*Task description*: From the line that includes "The automated pipeline tagged football" to the last line of the records, inclusive, repeat each line exactly.

|---|

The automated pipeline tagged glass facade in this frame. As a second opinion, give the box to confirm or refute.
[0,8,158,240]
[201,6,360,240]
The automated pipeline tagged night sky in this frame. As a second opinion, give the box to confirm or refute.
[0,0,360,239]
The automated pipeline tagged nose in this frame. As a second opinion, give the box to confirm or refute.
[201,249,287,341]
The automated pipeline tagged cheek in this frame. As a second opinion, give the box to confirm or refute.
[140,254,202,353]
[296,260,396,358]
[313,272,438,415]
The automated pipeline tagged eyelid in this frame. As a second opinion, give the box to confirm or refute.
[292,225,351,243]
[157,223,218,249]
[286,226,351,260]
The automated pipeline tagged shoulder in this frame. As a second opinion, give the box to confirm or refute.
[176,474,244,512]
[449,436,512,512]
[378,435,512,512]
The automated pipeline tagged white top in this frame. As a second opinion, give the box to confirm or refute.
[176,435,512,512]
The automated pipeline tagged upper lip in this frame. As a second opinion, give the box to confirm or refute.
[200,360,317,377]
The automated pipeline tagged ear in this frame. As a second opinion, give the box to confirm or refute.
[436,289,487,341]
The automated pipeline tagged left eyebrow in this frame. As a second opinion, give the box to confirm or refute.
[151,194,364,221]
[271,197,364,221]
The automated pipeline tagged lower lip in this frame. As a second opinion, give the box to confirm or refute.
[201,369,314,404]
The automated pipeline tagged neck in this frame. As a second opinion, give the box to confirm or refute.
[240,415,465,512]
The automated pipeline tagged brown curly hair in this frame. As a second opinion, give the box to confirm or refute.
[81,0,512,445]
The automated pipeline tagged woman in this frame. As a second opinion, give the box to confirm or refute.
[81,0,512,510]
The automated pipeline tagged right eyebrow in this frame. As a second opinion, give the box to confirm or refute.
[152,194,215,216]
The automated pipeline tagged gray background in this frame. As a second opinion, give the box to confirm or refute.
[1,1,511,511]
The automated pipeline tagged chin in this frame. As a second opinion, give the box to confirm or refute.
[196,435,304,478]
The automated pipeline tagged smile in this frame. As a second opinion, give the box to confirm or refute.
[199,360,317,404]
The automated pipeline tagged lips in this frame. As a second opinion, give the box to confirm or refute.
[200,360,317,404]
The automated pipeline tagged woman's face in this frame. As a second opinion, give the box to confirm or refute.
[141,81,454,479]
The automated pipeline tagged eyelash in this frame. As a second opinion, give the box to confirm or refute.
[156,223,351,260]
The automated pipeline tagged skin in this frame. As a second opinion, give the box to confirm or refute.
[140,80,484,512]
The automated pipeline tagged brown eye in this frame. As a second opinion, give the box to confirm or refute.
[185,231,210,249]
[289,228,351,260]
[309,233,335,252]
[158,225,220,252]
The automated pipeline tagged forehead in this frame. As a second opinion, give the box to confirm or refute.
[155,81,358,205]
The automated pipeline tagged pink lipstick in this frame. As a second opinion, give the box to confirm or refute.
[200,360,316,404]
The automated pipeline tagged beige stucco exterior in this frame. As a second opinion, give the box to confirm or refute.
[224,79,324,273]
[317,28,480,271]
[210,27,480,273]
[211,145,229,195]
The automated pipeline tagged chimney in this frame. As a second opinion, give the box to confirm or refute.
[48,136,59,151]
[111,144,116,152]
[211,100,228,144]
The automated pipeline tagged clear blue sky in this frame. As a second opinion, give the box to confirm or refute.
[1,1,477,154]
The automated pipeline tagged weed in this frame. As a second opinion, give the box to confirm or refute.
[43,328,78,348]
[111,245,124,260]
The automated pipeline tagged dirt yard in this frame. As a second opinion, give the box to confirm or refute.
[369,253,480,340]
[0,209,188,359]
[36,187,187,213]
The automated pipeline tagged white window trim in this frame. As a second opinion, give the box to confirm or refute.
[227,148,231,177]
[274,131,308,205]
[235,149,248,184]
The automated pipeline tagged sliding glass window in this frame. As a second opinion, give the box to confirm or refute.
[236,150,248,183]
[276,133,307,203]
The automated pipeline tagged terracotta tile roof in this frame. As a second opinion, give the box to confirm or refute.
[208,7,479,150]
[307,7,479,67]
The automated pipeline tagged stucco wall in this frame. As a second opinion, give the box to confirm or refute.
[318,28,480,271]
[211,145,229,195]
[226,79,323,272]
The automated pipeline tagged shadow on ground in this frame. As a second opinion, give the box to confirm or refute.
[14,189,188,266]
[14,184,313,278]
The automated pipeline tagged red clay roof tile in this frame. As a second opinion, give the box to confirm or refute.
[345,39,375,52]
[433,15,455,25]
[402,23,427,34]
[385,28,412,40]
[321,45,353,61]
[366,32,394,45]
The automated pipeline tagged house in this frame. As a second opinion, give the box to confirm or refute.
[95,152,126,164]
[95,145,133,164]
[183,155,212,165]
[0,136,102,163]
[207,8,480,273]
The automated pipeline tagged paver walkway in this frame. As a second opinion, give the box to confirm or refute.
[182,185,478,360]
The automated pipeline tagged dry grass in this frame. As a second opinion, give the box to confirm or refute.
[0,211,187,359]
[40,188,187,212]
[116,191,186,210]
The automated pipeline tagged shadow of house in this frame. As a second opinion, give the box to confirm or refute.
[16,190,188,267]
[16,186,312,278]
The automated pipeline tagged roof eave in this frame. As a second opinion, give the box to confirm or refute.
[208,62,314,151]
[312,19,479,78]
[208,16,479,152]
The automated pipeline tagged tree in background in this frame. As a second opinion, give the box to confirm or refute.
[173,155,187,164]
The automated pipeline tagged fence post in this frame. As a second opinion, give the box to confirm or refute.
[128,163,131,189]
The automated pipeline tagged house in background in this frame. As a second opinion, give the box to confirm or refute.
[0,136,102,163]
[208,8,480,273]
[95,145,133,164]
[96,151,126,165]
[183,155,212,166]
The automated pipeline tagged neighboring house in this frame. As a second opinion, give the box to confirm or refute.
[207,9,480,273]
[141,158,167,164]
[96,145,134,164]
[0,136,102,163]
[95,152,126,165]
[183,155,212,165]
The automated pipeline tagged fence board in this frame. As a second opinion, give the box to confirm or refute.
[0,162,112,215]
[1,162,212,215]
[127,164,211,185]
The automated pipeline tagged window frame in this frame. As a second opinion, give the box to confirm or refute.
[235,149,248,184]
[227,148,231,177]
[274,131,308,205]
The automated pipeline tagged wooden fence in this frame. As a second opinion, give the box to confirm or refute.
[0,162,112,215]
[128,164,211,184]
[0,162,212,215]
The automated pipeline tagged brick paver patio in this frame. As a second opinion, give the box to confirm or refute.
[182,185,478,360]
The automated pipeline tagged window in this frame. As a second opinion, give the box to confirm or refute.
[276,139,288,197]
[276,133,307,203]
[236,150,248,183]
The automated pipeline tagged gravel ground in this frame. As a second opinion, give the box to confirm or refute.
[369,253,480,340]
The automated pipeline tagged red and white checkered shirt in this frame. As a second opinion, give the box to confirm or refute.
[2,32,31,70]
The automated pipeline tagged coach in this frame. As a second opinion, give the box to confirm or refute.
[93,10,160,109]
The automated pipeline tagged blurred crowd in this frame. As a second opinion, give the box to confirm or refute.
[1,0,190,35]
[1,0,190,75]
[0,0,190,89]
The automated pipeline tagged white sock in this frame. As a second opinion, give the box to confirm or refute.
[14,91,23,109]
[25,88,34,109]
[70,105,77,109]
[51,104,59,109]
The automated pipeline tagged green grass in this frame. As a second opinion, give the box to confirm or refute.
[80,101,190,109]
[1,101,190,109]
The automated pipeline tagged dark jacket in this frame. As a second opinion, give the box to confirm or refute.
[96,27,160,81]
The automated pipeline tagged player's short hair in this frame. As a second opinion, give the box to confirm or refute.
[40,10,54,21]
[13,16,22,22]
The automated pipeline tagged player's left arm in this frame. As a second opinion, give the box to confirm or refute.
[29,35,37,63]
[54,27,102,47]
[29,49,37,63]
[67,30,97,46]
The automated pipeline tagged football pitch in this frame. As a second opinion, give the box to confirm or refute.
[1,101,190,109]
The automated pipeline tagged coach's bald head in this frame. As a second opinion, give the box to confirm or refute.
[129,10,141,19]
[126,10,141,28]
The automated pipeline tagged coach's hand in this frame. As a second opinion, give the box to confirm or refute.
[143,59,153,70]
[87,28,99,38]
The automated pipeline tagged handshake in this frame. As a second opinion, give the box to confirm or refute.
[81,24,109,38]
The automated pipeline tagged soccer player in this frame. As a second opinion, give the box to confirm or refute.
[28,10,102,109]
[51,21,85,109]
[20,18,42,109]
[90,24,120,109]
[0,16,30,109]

|---|

*Result of this exercise*:
The automated pipeline tagged football pitch in this frame. As a second opinion, give the box to confirm or refute.
[1,101,190,109]
The automated pipeline tagged coach's bald head in this frame. As a second opinion, give the box to confirm or refute.
[129,10,141,19]
[126,10,141,28]
The automated pipeline tagged coach's hand in this frame. As a second opinion, give the box to confirm or refute.
[143,59,153,70]
[87,28,99,38]
The automated pipeline tagged handshake in this frame. As a second opinion, give the box to confirm or refute.
[81,24,109,38]
The automated pipeline tagged soccer player in this frame. As a second opinion, give the box to confirm or refute.
[28,10,102,109]
[51,21,85,109]
[20,18,42,109]
[90,24,120,109]
[0,16,30,109]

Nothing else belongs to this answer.